START Excerpted text

By LULU MARK
V ILLAGERS mocked Jennifer Salimbu Koka’s family when they decided to send her to school in the early 1960s, as it was a common belief then that girls with an education always ended up in immoral activities.
Thankfully her family ignored that unfounded and misguided belief and insisted that young Jennifer completed her education.
Today, she is Sister Jennifer Salimbu Koka Pyakalyia, the unit manager of the Port Moresby General Hospital Obstetrics and Gynecology division. She is also the president of PNG Midwifery Society.
Now 62, she has been happily married for more than 40 years to the first Engan medical doctor, Dr Timothy Pyakalyia, of Papayiuk village in Laigam-Pogera district.
They have four children and four grandchildren one of whom is already planning to be a midwife like her.
“Girls were discouraged from going to school because it was said then that if girls go to school, they would go on to become prostitutes. But my family insisted that I went to school.
“My elder siblings would organise big feasts to celebrate my achievements at school. They were all happy that I was going to school even though people were saying that my family members were wasting time and money on me.
“All the girls we started school with dropped out. But all the negative talk gave me the more reason to continue my education. I wanted to prove the village people wrong and make my family proud.”
Jennifer was born on Nov 25, 1958 at Paruli village, Kandep district, Enga. Her dad Koka Putup was a village chief. Her mum Lakaiwan of Pumbulu village was his dad’s fourth wife.
Jennifer was the eldest of her mum’s four children and eighth eldest of her father’s 13 children.
She was the only girl among the first Grade Six class of 1971 at the Kandep Community School.
She wanted to become a flight attendant but the missionary at the Mambisanda Lutheran Hospital in Wapendamanda told her: “You have to be a nurse because your people need a nurse.”
So she completed Grade 10 at the St Paul Lutheran High School in Wapenamanda in 1975. In February 1976, she enrolled at the College of Allied Health in Port Moresby to study general nursing.
That year, she also met her husband who was in the fourth year at medical school. They got married in Dec 1977 in a traditional ceremony held in Enga. Their church wedding was held in Port Moresby in February 1978.
Her husband went ahead to do his residency in Goroka while she remained in Port Moresby to complete her final year. She graduated in March 1979.
She worked for a while at the Port Moresby General Hospital before moving to Mendi then Goroka to join her husband there. They later moved to the Mambisanda Lutheran Hospital where they worked for two years.
They returned to Port Moresby when her husband was given a teaching position at the medical school.
When the nursing school reopened in 1989 she enrolled for a 10-month midwifery course.
She became the night supervisor in 1994 and in 1996 enrolled for the nursing administration programme. She then looked after the hospital Accident and Emergency Unit and in 1998 applied for her current position.
“As a midwife this is where I am supposed to be. It is the right for very woman to have a safe pregnancy and birthing experience with midwives by their side.”
In 2011 she travelled to the Netherlands to register the PNG Midwife Society with the International Confederation of Midwifery.
“The maternal and child mortality is still high and we still don’t have enough midwives but there has been great improvements in midwifery in the last 10 years.”
Today she does not need glasses and is well and fit.
She thanks God for her life and achievements.
One thing she will never forget is how she and her family proved the villagers wrong.
“I got married properly, graduated from college, proved everyone in my village wrong, made my family proud and remain a stronghold for my family.”

END Excerpted text
START Recorded information

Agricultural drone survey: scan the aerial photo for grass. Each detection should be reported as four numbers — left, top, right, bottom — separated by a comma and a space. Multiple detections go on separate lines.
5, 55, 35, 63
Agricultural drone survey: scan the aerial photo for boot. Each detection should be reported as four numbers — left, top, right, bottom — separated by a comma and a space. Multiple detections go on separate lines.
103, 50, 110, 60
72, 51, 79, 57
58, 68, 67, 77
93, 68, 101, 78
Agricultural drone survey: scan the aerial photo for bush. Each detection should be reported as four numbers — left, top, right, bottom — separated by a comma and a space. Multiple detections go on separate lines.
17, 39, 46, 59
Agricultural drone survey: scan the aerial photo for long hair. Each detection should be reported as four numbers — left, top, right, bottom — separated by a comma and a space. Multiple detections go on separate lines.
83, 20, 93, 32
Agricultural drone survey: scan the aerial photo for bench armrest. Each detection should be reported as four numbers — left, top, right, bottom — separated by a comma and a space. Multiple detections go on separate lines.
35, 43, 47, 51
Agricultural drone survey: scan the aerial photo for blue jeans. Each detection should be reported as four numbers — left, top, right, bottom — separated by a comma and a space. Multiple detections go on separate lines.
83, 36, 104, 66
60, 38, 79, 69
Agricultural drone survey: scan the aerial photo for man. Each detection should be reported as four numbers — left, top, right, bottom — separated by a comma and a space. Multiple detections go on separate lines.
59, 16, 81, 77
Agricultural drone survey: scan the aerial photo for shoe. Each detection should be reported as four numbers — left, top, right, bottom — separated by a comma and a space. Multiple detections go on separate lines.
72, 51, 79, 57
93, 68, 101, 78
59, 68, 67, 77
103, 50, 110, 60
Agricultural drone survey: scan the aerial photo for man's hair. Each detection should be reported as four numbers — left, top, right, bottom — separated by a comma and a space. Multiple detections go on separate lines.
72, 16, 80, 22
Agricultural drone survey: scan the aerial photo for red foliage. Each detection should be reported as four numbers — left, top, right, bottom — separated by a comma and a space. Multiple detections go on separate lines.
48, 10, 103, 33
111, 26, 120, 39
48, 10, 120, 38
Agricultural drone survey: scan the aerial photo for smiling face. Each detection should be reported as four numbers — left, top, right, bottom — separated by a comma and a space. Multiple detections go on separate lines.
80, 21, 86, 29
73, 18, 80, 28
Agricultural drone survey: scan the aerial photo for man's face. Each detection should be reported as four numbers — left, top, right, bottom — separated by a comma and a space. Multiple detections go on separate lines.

END Recorded information

» **Assigned task 1**
In the profile of the Port Moresby midwife, how long was the midwifery course she enrolled in when the nursing school reopened in 1989?
» **Assigned task 2**
Repeat word for word the part of the midwife profile that starts at the words "So she completed" and ends after the words "in March 1979.".

» **Answer 1**
It was a 10-month course.

» **Answer 2**
So she completed Grade 10 at the St Paul Lutheran High School in Wapenamanda in 1975. In February 1976, she enrolled at the College of Allied Health in Port Moresby to study general nursing.
That year, she also met her husband who was in the fourth year at medical school. They got married in Dec 1977 in a traditional ceremony held in Enga. Their church wedding was held in Port Moresby in February 1978.
Her husband went ahead to do his residency in Goroka while she remained in Port Moresby to complete her final year. She graduated in March 1979.